DESCRIPTION OF THE TASK: All of the listing below must be repeated word for word. Pictures are the only thing to omit.

MATERIAL PROVIDED:

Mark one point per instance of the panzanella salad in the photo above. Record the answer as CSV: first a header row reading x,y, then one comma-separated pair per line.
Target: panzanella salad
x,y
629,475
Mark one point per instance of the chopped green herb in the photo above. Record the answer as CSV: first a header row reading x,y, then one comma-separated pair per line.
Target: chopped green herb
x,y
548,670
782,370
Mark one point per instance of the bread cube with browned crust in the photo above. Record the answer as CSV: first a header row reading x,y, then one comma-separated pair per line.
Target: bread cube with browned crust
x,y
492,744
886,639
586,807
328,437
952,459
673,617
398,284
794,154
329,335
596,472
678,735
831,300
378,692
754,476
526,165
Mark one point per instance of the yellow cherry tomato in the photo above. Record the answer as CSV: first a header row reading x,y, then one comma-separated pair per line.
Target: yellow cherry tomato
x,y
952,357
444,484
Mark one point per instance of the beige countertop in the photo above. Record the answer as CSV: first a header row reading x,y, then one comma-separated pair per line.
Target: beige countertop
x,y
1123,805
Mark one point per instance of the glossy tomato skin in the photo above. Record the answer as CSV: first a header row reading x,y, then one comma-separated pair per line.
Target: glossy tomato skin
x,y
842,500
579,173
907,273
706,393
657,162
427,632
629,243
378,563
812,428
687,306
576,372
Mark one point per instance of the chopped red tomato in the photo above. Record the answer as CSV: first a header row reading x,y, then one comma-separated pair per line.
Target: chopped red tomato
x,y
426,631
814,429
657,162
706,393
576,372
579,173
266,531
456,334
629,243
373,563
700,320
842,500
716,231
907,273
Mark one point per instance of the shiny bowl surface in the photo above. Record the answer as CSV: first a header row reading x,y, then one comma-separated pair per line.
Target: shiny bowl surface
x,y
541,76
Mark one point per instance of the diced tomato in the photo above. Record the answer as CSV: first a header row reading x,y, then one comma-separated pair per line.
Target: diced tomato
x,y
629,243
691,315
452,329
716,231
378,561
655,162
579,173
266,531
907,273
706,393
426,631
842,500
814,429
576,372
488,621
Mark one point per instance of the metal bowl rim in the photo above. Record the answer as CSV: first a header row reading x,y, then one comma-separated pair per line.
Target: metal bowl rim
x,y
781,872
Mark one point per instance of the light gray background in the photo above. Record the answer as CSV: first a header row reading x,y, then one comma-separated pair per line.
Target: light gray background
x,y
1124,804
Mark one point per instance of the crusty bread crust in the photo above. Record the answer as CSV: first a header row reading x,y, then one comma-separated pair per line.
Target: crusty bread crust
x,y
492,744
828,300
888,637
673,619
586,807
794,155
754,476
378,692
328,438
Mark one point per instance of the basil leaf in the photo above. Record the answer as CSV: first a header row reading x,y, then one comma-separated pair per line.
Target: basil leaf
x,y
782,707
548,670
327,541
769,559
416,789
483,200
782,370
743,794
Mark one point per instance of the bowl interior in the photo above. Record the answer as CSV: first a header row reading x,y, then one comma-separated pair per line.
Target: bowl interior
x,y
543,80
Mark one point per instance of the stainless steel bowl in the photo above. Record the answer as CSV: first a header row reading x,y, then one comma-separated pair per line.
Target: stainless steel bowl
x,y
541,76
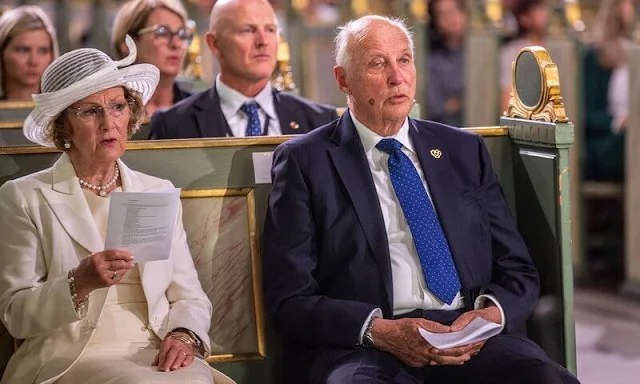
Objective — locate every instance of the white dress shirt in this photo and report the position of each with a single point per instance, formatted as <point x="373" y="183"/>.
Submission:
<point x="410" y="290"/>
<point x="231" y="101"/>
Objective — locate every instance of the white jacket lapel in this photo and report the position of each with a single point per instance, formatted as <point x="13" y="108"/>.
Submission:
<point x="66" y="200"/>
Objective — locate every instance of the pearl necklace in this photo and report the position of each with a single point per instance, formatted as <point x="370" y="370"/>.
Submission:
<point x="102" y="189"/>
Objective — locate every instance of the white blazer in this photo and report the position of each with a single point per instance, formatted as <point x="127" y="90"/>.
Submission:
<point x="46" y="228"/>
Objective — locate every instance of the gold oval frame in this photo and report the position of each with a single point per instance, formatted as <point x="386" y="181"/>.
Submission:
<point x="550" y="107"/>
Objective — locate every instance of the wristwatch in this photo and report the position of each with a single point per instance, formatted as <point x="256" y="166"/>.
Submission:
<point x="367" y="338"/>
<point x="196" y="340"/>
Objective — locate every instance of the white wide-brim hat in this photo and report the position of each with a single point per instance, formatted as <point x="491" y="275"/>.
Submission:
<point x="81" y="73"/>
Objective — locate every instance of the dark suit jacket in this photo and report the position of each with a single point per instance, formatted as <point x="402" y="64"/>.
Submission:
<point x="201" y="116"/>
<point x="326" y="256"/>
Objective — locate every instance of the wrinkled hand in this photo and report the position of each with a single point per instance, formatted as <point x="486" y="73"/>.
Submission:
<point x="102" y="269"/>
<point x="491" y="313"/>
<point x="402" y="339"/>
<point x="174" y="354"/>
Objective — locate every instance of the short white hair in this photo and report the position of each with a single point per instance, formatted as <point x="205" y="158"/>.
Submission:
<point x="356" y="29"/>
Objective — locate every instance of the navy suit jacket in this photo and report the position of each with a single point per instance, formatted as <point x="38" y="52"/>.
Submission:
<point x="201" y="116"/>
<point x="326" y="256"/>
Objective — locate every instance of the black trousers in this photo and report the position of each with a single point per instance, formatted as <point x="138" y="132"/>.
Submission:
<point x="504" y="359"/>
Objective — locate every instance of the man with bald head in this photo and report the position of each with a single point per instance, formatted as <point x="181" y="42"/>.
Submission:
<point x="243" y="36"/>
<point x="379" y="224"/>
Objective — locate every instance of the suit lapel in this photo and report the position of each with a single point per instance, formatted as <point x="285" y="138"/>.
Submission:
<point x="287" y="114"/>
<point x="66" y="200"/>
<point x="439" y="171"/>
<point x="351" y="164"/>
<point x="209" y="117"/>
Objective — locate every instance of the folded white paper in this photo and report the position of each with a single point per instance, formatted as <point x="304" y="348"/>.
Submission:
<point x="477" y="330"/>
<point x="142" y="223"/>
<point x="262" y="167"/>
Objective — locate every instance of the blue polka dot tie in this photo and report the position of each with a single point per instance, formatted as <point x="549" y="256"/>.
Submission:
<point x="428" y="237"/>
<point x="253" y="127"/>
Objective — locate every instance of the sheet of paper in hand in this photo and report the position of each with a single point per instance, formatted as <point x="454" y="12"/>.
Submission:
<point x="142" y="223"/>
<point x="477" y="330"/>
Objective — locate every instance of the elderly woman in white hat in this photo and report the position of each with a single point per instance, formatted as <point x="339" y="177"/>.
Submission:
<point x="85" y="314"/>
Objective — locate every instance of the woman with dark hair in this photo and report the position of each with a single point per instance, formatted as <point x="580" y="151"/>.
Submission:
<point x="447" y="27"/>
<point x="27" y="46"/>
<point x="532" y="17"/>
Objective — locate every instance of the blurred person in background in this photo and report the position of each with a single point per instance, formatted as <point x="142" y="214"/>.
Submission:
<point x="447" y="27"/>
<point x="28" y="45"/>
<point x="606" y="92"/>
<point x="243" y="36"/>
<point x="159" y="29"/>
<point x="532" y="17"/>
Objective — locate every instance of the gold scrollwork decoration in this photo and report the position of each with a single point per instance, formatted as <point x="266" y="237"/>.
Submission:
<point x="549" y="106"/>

SOLVED PROBLEM:
Mark one point per instance of the panzanella salad in the photo above. Record the answer as CSV: first a header row reading x,y, then one comma-separated pair per line.
Target: panzanella salad
x,y
629,475
Mark one point per instance of the chopped green herb in the photo above. Record the answer as CSV: first a header row reading x,y, then one comma-separated pair per line.
Target: chopped green herb
x,y
548,670
782,370
Mark one point per instance of the bread cube with browned crust in the photo above. Record the answer as CSV: first a header row reading x,y, then one comma-separated pair per line.
Target: bread cube with browned crust
x,y
492,744
886,639
586,807
328,437
952,459
673,617
398,284
794,154
329,335
596,472
678,735
831,300
378,692
754,476
526,165
Mark one point per instance of the yellow cherry tomato in the photo above. Record the answer as CSV: first a header row reading x,y, then one comma-separated pair per line.
Target: yellow cherry tomato
x,y
952,357
444,484
Mark one point per instance of the beige countertop in the photo above. Record the answer as CSV: first a header row reading x,y, then one comma-separated pair per line.
Target: beige countertop
x,y
1123,805
Mark one point per instance of the glossy tomato skin in the photo above. Record the answer as CSV: first a header row reading x,y, then one comma-separated pair per line.
Target: glossy tomato skin
x,y
842,500
579,173
907,273
706,393
657,162
427,632
629,243
378,563
812,428
687,306
576,372
Mark one point per instance of the chopped red tomato in the photo above. Record the answer as CSV: first a header row reading x,y, then one comma-separated pair per line.
Target: chopped red tomato
x,y
426,631
814,429
657,162
706,393
576,372
579,173
266,531
456,334
629,243
373,563
700,320
842,500
716,231
907,273
Mark one point per instance of the shiny bowl surface in the photo above. Record the answer as CSV: first a header row reading x,y, then one comma-separated pair per line.
Target: shiny bowl surface
x,y
541,76
Mark one point per instance of the diced tomato in the photo above. Record the answer as CSV: first a header row reading x,y, then one comma-separated pair per line.
Target: diced tomato
x,y
629,243
691,315
452,329
716,231
378,561
655,162
579,173
266,531
907,273
706,393
426,631
842,500
814,429
576,372
488,621
Mark one point per instance of the metal bowl rim in the photo above. Record the answer as CSV: first a header row reading x,y, then one comma-separated pair per line.
Target: metal bowl rim
x,y
781,872
Mark one point per instance of the light gray background in the photo above. Record the answer as CSV: first a header row reading x,y, then one comma-separated pair per line.
Target: light gray background
x,y
1124,804
Mark one point per instance of the crusty bread crust in the photo above. Record the answer as CSV: first a header row reading x,y, then one comma-separated pair per line.
Target: crusty bread crust
x,y
492,744
828,300
888,637
673,619
586,807
794,155
754,476
378,692
328,438
Mark one point per instance of the basil leaf in the photo above. Record the answer as CSV: first a header row reading x,y, then one comma-separated pair per line.
Target: basil leaf
x,y
782,707
548,670
327,541
769,559
416,789
483,200
782,370
743,794
Mark one point per instance of the bowl interior in the photo above. Record the answer as CSV: first a header row reading x,y, then one comma-separated pair per line.
Target: bowl interior
x,y
543,80
Mark one point per instance of the stainless steel bowl in the photo above. Record the answer as CSV: first a header row reading x,y, then one comma-separated pair per line.
Target: stainless steel bowl
x,y
541,76
Objective — locate every instance of the white dress shirt in this photo and report the position of each with a single point per instance, formatted as <point x="373" y="183"/>.
Submission:
<point x="410" y="290"/>
<point x="231" y="101"/>
Objective — locate every instance of the white jacket lapel in this photo and report the position of each with a single point per instance, formatted as <point x="13" y="108"/>.
Submission:
<point x="66" y="200"/>
Objective — locate every instance of the pearl necklace in this photo and report the position of each with a single point per instance, formatted as <point x="370" y="370"/>.
Submission:
<point x="102" y="189"/>
Objective — locate every instance of the white blazer in this photo and report the position of each with a single point per instance, formatted as <point x="127" y="90"/>.
Submission:
<point x="46" y="228"/>
Objective — locate every instance of the gold oval frame in this photo and report the position of each with a single point per instance, formatted as <point x="386" y="181"/>.
Submission:
<point x="550" y="107"/>
Objective — locate every instance of the wristwatch in this photo and report the position of each with a single point per instance, formatted as <point x="256" y="166"/>.
Submission:
<point x="367" y="338"/>
<point x="196" y="340"/>
Objective — locate every instance of the white wide-brim hat in this photo and report the position of each with a single point per instance, formatted as <point x="491" y="275"/>.
Submission:
<point x="81" y="73"/>
Objective — locate every instance of the dark suit jacket in this photo and report the position of each with a single point per instance, formatted as <point x="402" y="64"/>.
Submission:
<point x="201" y="116"/>
<point x="326" y="256"/>
Objective — locate every instance of the wrinkled hand in this photo and report the position of each with a single point per instance, formatted as <point x="486" y="73"/>.
Submission:
<point x="102" y="269"/>
<point x="491" y="313"/>
<point x="402" y="339"/>
<point x="174" y="354"/>
Objective — locate every instance of the short white hair in this photo and report the position of each with a single point per instance, formatted as <point x="205" y="158"/>.
Submission:
<point x="356" y="29"/>
Objective — locate every instance of the navy suit jacket in this photo and report the position of each with a single point per instance, formatted as <point x="38" y="52"/>.
Submission:
<point x="201" y="116"/>
<point x="326" y="256"/>
Objective — locate every instance of the black trousers in this photo and report the position of each with a single point per instance, formatted as <point x="138" y="132"/>.
Submission:
<point x="504" y="359"/>
Objective — locate every instance of the man with bald head in this photo and report the position of each with a single point per instance, formatted as <point x="181" y="42"/>.
Submission:
<point x="243" y="36"/>
<point x="379" y="224"/>
Objective — locate every instance of the suit lapel in this photo and report the position of each with a single point per instance, formatted as <point x="285" y="138"/>.
Submission:
<point x="287" y="114"/>
<point x="66" y="200"/>
<point x="439" y="171"/>
<point x="351" y="164"/>
<point x="209" y="117"/>
Objective — locate every instance of the folded white paper in this photo and report the position of each with a single point per instance, formatted as <point x="304" y="348"/>.
Submission:
<point x="477" y="330"/>
<point x="142" y="223"/>
<point x="262" y="167"/>
Objective — locate every instance of the blue polka dot tie in this photo and report the position of each with a single point per instance, formatted as <point x="549" y="256"/>.
Submission:
<point x="428" y="237"/>
<point x="253" y="127"/>
Objective — locate every instance of the sheet of paper in hand in this photo and report the position of each with a single point per instance, formatted as <point x="454" y="12"/>.
Submission:
<point x="142" y="223"/>
<point x="477" y="330"/>
Objective — locate every instance of the elderly woman in white hat in this photo and report the position of each with a single point per instance, formatted as <point x="339" y="177"/>.
Submission:
<point x="85" y="314"/>
Objective — locate every instance of the woman with dark hair in this photo and report the position of each with a single point per instance, formatted as <point x="580" y="151"/>.
Submission:
<point x="447" y="27"/>
<point x="27" y="46"/>
<point x="532" y="17"/>
Objective — locate every instance of the blurred person in background in this photo and report the position of each with a single point per instance, formatted as <point x="142" y="214"/>.
Submission:
<point x="447" y="27"/>
<point x="28" y="45"/>
<point x="606" y="92"/>
<point x="243" y="36"/>
<point x="159" y="29"/>
<point x="532" y="17"/>
Objective — locate every instance of the gold scrollwork decoration in this photo and report the position of each with a single point per instance, formatted as <point x="266" y="237"/>.
Submission:
<point x="549" y="106"/>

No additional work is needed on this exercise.